▶ _What this task involves_: Scan the listing below. Report each line that includes "roof".

▶ _Records_:
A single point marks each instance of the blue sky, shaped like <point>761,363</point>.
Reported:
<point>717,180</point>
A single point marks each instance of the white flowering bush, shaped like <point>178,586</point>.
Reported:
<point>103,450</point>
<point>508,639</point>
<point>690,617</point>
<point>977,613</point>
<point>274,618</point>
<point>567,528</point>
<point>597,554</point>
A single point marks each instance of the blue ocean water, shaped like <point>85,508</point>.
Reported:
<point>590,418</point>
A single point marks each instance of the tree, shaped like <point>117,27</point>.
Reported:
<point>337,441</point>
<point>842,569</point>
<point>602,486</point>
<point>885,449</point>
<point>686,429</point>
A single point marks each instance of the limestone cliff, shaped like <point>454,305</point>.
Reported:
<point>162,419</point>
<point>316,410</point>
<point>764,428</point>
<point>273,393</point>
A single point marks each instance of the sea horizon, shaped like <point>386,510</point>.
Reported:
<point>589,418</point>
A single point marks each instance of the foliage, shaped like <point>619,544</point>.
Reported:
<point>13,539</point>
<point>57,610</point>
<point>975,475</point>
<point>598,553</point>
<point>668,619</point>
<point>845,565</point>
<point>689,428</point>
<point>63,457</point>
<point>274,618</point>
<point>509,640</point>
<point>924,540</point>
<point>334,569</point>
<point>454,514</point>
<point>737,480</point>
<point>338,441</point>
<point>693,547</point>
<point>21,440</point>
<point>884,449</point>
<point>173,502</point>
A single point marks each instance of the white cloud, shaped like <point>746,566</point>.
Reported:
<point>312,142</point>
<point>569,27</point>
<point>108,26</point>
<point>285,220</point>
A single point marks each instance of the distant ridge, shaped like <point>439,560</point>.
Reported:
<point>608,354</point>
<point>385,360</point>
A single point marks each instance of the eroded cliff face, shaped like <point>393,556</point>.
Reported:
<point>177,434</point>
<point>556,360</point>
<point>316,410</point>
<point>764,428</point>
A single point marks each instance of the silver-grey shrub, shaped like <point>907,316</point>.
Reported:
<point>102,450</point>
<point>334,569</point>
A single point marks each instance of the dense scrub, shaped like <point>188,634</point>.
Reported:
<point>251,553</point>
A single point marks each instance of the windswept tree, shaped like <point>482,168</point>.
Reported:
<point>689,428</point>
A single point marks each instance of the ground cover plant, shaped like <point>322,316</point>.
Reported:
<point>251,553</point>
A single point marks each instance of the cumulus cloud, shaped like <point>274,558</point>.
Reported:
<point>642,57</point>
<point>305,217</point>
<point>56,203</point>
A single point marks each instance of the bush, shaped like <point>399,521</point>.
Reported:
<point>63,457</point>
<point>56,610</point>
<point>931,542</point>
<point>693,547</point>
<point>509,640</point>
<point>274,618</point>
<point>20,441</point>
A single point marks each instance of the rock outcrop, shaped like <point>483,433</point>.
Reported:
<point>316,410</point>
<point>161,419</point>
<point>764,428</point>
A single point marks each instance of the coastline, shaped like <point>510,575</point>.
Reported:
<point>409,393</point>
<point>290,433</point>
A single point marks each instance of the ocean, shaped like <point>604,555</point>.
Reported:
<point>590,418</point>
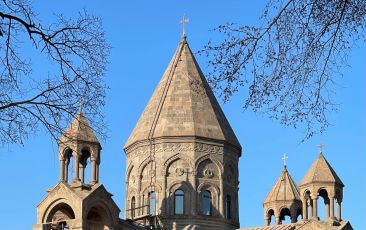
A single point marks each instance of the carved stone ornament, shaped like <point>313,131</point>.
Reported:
<point>179,171</point>
<point>208,173</point>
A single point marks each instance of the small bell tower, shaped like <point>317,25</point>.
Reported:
<point>76,203</point>
<point>80,145</point>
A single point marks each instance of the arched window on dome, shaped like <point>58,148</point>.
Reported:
<point>179,201</point>
<point>133,207</point>
<point>228,207</point>
<point>206,203</point>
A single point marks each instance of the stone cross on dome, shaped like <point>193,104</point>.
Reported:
<point>184,22</point>
<point>321,147</point>
<point>284,158</point>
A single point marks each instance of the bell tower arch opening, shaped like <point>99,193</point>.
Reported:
<point>59,216</point>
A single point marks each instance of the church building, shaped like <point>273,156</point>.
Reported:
<point>181,169</point>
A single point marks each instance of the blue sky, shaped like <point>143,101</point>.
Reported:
<point>144,36</point>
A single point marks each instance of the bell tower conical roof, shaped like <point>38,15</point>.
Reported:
<point>285,189</point>
<point>183,104</point>
<point>321,171</point>
<point>80,130</point>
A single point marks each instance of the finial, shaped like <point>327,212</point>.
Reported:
<point>184,22</point>
<point>284,158</point>
<point>321,146</point>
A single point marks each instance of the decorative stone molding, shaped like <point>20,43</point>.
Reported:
<point>176,147</point>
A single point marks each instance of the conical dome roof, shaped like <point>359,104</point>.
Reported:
<point>285,189</point>
<point>79,129</point>
<point>321,172</point>
<point>183,104</point>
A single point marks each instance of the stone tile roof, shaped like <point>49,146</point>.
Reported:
<point>321,171</point>
<point>183,104</point>
<point>285,189</point>
<point>79,129</point>
<point>308,225</point>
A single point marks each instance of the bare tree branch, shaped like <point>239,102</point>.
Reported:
<point>290,65</point>
<point>78,55</point>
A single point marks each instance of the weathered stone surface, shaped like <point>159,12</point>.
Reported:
<point>183,105</point>
<point>184,142</point>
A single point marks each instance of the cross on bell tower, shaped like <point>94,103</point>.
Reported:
<point>80,145</point>
<point>184,22</point>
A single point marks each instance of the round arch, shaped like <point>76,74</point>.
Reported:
<point>214,161</point>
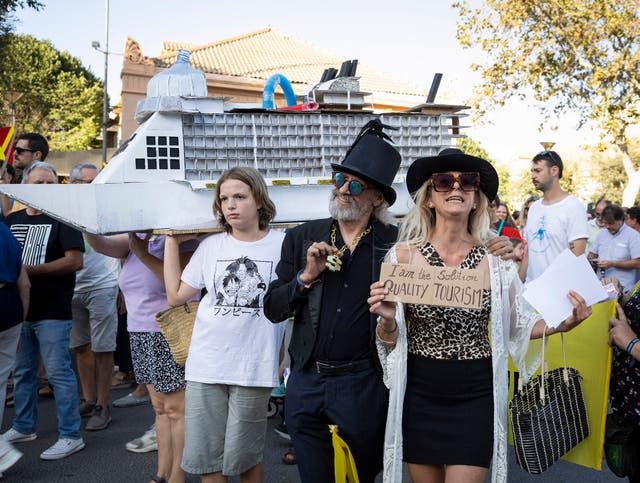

▶ _Result_:
A single point marks each instance of the bell tower conical roof, shaped like <point>38,15</point>.
A single point marks each instance of the conical dome roof, shaped like <point>359,104</point>.
A single point marks each instance of the stone tile roof, shaped like <point>49,146</point>.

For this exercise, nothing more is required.